▶ [Work instructions] Please report each line of the data below that contains "black".
[Data for analysis — start]
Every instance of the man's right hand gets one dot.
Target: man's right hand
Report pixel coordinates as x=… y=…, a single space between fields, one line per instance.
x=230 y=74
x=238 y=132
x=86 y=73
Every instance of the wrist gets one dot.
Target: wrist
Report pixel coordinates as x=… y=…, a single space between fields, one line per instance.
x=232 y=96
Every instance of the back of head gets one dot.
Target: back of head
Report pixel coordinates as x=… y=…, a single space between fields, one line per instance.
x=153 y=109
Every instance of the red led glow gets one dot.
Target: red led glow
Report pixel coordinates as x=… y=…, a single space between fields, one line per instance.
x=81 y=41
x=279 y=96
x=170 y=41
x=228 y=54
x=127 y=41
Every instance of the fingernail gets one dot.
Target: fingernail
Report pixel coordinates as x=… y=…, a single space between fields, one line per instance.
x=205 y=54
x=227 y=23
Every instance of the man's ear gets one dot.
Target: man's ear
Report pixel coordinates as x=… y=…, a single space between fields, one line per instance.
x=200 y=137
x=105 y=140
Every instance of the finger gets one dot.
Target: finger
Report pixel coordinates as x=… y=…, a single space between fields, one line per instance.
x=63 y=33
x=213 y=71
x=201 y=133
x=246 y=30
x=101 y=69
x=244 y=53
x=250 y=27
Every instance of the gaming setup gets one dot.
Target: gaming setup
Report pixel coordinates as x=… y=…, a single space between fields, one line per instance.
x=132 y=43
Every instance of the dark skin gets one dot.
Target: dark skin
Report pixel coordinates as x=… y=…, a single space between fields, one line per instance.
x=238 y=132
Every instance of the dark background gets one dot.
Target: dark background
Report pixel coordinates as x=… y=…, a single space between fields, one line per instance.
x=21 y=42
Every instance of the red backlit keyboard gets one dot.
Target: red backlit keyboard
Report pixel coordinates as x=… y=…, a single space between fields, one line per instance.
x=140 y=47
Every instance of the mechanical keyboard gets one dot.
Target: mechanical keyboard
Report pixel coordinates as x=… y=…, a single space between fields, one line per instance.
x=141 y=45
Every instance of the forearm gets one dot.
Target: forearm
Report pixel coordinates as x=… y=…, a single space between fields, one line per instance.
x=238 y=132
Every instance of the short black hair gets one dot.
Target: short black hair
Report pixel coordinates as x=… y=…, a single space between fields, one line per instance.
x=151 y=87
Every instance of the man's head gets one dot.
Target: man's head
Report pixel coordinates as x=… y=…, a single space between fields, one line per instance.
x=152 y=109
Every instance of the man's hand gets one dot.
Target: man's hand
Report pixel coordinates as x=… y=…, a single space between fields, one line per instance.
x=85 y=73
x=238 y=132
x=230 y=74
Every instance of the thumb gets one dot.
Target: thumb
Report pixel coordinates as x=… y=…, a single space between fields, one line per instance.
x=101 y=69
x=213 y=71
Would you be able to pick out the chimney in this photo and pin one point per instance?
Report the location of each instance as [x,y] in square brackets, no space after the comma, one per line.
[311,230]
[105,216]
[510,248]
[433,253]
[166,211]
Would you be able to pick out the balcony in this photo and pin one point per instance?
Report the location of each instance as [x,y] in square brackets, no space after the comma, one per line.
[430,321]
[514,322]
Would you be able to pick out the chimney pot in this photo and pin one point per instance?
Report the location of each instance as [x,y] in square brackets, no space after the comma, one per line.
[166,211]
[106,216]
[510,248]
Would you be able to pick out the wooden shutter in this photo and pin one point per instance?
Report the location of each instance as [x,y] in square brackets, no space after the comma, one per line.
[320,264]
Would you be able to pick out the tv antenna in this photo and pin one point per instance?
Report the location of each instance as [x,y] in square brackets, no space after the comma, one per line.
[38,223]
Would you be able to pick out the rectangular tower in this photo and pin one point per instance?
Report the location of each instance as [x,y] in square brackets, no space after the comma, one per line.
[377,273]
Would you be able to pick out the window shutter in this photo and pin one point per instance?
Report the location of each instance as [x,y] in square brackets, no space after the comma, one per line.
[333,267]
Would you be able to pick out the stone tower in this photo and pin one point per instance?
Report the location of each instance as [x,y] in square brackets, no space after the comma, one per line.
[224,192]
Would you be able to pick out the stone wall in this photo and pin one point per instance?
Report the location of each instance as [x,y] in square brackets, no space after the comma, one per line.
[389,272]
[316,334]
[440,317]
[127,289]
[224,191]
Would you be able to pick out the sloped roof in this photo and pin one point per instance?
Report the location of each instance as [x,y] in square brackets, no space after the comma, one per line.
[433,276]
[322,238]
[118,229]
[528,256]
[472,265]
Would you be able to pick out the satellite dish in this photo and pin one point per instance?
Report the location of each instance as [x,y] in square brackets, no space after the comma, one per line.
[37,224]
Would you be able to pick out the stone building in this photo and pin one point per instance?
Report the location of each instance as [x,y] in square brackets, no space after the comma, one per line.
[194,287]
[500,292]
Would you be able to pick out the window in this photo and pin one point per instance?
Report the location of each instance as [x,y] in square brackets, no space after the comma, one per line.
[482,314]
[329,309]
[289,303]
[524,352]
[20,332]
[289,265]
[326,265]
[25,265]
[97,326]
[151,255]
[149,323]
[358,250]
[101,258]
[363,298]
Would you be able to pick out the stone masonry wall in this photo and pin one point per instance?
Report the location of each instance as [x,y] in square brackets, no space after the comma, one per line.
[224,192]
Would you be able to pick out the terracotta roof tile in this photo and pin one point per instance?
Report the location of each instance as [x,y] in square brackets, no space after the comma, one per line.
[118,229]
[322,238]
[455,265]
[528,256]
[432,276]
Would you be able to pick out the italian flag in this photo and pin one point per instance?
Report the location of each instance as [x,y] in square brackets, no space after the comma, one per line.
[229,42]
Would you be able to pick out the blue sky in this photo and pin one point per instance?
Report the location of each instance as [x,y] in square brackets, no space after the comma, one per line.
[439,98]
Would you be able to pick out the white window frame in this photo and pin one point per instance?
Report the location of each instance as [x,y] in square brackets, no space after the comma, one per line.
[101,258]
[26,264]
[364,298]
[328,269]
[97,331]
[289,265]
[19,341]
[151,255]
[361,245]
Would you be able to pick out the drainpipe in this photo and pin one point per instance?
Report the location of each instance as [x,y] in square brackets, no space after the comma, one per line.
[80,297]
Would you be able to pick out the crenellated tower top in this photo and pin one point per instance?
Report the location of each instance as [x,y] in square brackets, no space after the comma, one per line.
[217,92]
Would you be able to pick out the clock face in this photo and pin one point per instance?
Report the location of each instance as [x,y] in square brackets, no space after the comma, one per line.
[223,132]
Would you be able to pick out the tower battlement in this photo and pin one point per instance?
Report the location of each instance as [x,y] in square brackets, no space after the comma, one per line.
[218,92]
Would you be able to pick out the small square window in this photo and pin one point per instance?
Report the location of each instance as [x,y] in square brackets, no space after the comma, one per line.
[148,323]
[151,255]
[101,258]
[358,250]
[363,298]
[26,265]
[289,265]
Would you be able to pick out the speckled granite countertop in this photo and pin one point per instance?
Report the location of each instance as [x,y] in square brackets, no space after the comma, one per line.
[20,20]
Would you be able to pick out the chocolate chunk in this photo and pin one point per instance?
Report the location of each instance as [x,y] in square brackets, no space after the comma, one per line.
[Data for analysis — finish]
▶ [Output below]
Every instance of the short black hair gets one dot.
Target: short black hair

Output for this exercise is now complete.